→ **Work task A**: Reproduce the passage on the P vs. NP problem, starting with "The author gives" and going on through "creating secure communication.", renaming "identity spoofing" as "impersonation".
→ **Work task B**: According to the passage on the P vs. NP problem, what does quantum computing use in place of the traditional bit?

====== Text

The author gives an example of Sudoko to illustrate the concept of “zero knowledge proof” Sudoku is NP-complete, so every NP problem can be reduced to Sudoku. So we automatically get a zero-knowledge system for every NP problem. In a common attack in cryptography, a person can cheat by pretending to be someone he or she isn’t. Zero-knowledge proofs give a method to guard against such identity spoofing. There is also a brief mention about the fully homomorphic encryption and Pseudorandom number generators for creating secure communication.

Quantum

This chapter gives a bird’s eye view on Quantum computing and its relevance to the P vs. NP problem. Unlike the traditional bit that is used in the computers, quantum computing uses something called “qubit”. The chapter gives a range of potential applications that can make many NP problems tractable. However the author is cautious about the time it might take for us to see real applications of quantum computing.

Full-scale quantum computers will remain special-purpose machines, useful for factoring  numbers or simulating quantum systems. They may help us break codes and help us better understand the fundamental nature of the universe, but they likely won’t solve NP-complete problems or make spreadsheets run faster.

The Future

By the time a reader hits the last chapter, it is clear that the author has a bleak outlook for the P vs. NP problem. However he says that the problem gives a common framework to solve great computational tasks that lay ahead of us.

  • Parallel computation: Computers used to double in speed every eighteen to twenty-four months, but now we are hitting physical limits that prevent much faster processors in the future. Instead, computers are multiplying, and we can have several processors working together on a chip or in a cloud. How can we adjust our algorithms to work in this growing parallel world? The class of the problems that can be solved by parallel computing is called NC. So, the mystery deepens. Is P=NC ? Is NC = NP?

  • Big data: From the Internet to scientific experiments and simulations, we create huge amounts of data every day. How do we reason about, make sense of, learn from, and develop predictions from this massive amount of information?

  • Networking of everything: Much of the world lives on some computer network, whether they use some social network like Facebook or just communicate via email. Soon nearly everything man-made will also be part of this network, from the clothes we wear to the light bulbs we read by. How do we make the best use of this ultraconnected world?

============
====== Data extracts

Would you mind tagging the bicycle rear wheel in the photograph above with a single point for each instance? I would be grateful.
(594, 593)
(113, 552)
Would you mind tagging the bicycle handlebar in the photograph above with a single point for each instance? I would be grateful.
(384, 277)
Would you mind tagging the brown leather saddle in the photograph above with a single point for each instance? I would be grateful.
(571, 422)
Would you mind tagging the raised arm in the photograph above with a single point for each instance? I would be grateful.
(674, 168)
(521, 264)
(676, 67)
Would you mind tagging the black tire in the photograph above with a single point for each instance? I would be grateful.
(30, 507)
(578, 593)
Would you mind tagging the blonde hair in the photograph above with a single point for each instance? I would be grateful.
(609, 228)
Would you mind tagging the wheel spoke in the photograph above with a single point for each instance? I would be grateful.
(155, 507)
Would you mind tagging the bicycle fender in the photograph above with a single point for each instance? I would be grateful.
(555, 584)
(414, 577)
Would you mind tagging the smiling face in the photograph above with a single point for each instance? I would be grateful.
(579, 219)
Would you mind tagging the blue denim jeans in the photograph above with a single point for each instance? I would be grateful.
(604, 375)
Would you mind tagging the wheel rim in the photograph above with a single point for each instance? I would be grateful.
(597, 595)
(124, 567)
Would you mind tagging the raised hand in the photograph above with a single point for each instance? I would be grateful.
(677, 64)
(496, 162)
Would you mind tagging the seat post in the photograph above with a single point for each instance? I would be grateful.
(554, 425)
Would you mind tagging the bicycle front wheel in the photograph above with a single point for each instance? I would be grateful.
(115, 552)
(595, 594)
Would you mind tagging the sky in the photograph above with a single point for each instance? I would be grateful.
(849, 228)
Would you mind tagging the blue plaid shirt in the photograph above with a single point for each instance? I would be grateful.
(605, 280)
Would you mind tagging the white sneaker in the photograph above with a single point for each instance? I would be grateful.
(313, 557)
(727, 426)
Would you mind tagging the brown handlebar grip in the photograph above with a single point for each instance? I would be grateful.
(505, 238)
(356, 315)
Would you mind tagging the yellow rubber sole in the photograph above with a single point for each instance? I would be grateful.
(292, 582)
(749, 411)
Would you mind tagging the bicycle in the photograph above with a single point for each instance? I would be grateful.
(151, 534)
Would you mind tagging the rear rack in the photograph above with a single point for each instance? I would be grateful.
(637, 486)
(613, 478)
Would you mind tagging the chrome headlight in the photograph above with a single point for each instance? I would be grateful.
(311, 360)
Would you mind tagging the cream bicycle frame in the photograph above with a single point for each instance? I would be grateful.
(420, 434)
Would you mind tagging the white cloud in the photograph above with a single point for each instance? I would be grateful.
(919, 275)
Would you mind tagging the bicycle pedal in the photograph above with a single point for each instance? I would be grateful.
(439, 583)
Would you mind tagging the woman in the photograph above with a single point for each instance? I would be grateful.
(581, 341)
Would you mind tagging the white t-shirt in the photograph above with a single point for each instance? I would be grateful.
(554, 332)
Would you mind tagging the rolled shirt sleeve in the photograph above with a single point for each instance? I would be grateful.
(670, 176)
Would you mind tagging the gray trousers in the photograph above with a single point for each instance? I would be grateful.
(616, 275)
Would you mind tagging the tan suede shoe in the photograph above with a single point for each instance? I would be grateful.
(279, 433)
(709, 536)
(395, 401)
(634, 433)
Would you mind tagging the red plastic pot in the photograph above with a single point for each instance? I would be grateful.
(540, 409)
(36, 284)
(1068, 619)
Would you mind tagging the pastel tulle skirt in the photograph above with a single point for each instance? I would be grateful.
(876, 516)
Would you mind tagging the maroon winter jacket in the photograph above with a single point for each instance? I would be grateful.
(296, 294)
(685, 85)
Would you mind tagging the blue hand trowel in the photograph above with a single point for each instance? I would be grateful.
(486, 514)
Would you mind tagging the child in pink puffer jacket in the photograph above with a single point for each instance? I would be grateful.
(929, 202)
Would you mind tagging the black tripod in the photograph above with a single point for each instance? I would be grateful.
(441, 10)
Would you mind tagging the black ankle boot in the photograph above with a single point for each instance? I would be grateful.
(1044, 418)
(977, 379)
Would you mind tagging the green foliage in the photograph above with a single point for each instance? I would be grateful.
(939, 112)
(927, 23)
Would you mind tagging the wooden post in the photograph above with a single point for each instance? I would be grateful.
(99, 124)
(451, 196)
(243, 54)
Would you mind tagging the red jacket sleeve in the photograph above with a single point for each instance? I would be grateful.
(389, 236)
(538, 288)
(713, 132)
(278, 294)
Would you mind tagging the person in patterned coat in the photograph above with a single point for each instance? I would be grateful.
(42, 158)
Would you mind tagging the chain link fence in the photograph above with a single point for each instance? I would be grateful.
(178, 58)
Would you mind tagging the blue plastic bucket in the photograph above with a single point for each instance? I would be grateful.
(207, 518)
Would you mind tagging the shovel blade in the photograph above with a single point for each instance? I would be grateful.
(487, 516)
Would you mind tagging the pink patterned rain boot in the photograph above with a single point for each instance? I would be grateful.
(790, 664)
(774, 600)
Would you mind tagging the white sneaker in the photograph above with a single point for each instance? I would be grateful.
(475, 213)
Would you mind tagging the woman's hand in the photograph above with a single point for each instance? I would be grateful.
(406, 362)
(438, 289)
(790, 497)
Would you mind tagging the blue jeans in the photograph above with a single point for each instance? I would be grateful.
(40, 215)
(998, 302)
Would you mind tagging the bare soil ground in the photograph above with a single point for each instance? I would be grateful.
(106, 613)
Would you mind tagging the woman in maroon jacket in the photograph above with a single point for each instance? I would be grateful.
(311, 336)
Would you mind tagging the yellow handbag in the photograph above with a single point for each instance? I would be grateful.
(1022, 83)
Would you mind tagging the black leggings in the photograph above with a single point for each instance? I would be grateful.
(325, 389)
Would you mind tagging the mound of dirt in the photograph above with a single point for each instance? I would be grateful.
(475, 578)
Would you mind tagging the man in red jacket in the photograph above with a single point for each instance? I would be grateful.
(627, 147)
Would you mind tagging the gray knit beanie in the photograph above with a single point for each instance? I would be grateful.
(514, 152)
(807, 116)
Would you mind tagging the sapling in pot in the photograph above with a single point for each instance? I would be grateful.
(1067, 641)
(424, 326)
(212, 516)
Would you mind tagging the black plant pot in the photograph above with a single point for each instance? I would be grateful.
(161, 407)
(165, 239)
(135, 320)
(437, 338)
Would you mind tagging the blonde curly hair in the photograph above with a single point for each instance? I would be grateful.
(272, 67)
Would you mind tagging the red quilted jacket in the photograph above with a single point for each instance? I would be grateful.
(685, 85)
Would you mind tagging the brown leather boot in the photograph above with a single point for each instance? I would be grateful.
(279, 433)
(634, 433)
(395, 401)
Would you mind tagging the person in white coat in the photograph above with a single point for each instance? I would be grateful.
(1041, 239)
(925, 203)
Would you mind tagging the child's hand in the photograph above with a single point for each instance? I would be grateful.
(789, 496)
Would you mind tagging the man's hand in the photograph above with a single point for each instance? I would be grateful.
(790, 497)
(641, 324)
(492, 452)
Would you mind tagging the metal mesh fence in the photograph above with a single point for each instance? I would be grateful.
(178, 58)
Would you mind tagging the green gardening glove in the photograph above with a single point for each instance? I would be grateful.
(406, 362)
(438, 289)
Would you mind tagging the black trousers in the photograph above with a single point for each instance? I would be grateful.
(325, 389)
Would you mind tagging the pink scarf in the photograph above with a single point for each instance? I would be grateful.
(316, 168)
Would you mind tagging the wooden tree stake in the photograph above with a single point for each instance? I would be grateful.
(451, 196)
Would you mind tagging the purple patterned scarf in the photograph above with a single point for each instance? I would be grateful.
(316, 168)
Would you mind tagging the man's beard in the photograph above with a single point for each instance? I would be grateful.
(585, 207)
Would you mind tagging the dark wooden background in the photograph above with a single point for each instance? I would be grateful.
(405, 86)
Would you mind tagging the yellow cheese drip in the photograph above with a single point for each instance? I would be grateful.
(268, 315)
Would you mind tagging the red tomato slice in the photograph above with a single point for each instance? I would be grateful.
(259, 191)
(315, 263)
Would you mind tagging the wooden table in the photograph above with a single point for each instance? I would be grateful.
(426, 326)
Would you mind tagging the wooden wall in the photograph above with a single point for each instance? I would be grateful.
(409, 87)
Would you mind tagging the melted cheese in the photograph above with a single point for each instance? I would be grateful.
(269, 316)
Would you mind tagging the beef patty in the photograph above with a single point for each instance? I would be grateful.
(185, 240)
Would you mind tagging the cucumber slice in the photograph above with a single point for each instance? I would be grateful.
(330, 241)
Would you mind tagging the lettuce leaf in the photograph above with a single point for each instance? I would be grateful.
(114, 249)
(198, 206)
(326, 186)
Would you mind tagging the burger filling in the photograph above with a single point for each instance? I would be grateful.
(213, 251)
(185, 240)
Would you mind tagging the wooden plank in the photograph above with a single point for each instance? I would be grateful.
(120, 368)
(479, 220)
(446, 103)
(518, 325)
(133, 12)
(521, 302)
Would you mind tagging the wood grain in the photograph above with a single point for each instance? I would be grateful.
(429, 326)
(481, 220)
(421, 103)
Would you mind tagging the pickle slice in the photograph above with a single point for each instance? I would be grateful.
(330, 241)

============

→ **Result A**:
The author gives an example of Sudoko to illustrate the concept of “zero knowledge proof” Sudoku is NP-complete, so every NP problem can be reduced to Sudoku. So we automatically get a zero-knowledge system for every NP problem. In a common attack in cryptography, a person can cheat by pretending to be someone he or she isn’t. Zero-knowledge proofs give a method to guard against such impersonation. There is also a brief mention about the fully homomorphic encryption and Pseudorandom number generators for creating secure communication.

→ **Result B**: A "qubit."